# PASSAGE PROVIDED
Inspiration and Examples for Wildlife Days
Wildlife Days like World Lemur Day raise awareness for conservation both online and in person.
They are also effective at raising funds for conservation and elevating the profile of lesser known species, especially when focused on “ambassador species” like lemurs.
The resources below show how you can get involved in wildlife days. Use these materials to inspire your own virtual events, podcasts, social media, videos, teaching activities, and more.
World Lemur Day has helped the Lemur Conservation Network and our members raise awareness for lemurs and Madagascar each October. During this month, we see our highest web and social media traffic of the year. By focusing our outreach around World Lemur Day, we see increased engagement and reach new lemur fans.
— Lynne Venart, Digital Communications Manager at the Lemur Conservation Network
Virtual events can help you engage diverse audiences around the world without a huge budget. Use online events to help your audience get to know your organization and your conservation efforts.
Virtual Event with Live Q and A for the Great Backyard Bird Count
Check out this example of a virtual event with a live question and answer session! The Trevor Zoo created this event for an annual wildlife day about local birds, the Great Backyard Bird Count. During the virtual event, they also encouraged viewers to visit the zoo in person to participate further.
AUDIO AND VIDEO
One benefit of creating audio and video programs for wildlife days is that they are powerful year round. Launching a new video or podcast during your wildlife day brings it a larger audience.
“Keeper Chats” Wildlife Day Podcast featuring Quolls
Join zoo professionals Andie and Jake as they discuss underrepresented species across the globe, quolls, and how wildlife days could assist their conservation stories! Learn more about the quoll.
World Lemur Day Special with Trav’s Travels
The YouTube channel Trav’s Travels partnered with the Lemur Conservation Network to create this fun video for 2020 World Lemur Day. Trav talks to LCN’s Madagascar Manager Seheno Corduant about the ring-tailed lemur and threats to lemurs in the wild.
Facebook, Instagram, Twitter, Tumblr, TikTok, and others all have the potential to spread your message for wildlife days.
Tips for Using Social Media for Wildlife Days
Decide on key messages ahead of your wildlife day.

# STATED PROBLEM
Pick up the guide on wildlife days above after its last sentence and continue it in the same style.

# RECORD EXCERPTS
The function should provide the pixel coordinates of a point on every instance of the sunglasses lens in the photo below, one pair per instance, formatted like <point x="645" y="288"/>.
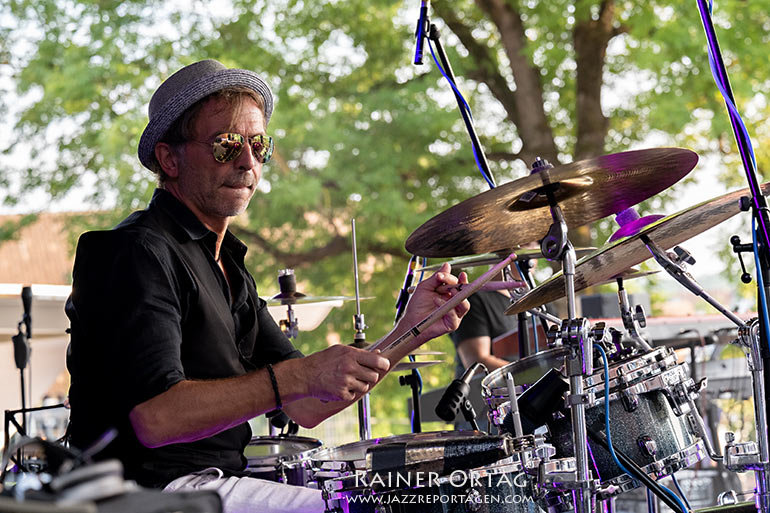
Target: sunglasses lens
* * *
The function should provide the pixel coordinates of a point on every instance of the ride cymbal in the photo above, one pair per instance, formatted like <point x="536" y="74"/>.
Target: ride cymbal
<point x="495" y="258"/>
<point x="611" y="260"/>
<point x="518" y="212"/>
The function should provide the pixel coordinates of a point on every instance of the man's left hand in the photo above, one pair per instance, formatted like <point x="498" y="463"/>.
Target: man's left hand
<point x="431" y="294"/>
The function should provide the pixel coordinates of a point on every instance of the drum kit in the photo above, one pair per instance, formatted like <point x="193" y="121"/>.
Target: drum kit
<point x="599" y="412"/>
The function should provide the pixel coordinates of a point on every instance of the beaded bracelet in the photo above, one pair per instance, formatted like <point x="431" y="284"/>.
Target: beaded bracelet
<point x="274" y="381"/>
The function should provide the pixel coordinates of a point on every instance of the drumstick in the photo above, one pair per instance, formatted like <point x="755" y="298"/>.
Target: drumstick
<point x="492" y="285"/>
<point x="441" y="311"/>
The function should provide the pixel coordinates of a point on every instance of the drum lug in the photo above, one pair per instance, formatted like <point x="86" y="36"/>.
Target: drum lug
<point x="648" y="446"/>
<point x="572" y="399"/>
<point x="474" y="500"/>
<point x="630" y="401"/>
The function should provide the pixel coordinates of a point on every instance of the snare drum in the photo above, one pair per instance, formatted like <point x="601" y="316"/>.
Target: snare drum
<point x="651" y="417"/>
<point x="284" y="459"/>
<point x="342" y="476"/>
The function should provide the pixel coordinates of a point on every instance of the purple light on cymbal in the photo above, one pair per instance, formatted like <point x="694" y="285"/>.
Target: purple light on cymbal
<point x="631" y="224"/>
...
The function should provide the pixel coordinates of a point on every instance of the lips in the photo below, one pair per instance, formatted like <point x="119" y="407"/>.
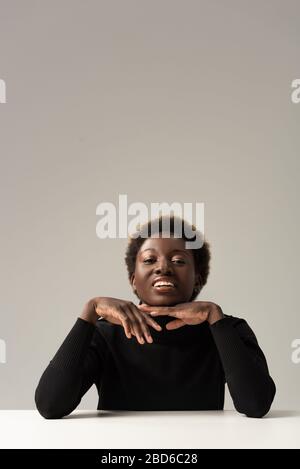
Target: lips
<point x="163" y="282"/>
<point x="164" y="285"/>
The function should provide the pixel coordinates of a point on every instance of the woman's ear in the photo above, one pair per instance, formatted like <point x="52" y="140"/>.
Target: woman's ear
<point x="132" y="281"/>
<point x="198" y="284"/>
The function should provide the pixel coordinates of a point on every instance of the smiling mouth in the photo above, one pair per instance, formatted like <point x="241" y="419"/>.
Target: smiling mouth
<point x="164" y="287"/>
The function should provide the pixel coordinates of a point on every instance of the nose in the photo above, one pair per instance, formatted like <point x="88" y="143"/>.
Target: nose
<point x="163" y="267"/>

# ANSWER BELOW
Focus on one to three key messages. Many wildlife days are promoted by one or more organizations already. Look to these organizations for inspiration and guidance. Some publish a social media guide, such as for World Lemur Day and the Great Backyard Bird Count. If your day does not have a guide, think about what’s most important to share when crafting your social media messages.
Choose the social media platforms that work best for your message and audience.
Once you know your message, think about what audiences are the best fit for that message. If fundraising is your focus, consider using Facebook for its older demographic and built in payment processing. If you want to help younger audiences learn about an underrepresented species, try a platform with a younger audience, like Instagram, TikTok, or Snapchat. Use this quick guide to learn about each platform’s audience.
Teaching about endangered species on wildlife days is a fun way for kids to learn about science, biodiversity, and different places in the world. Many zoos and conservation groups share activities and lesson plans about wildlife on their websites. Find teaching resources about lemurs and Madagascar.
The examples below are created for World Lemur Day, but could be adapted for other wildlife days.
Google Earth Mapping Activity
Age 10 and up
Use this interactive map with your students for World Lemur Day, or adapt it for a different wildlife day. Explore the map to learn about lemur species and their habitats, as well as Madagascar’s people and geography. The lesson plan includes discussion questions and tips for adaptation.
Animal Behavior Ethogram Activity
Age 10 and up
This activity helps you observe lemurs or other animals at your local zoo (or via a zoo webcam). You will list their distinct behaviors in an ethogram. Ethograms are a great first step toward asking testable questions about animal behavior. Share your ethogram with your zookeeper to help them learn more about the animals in their care!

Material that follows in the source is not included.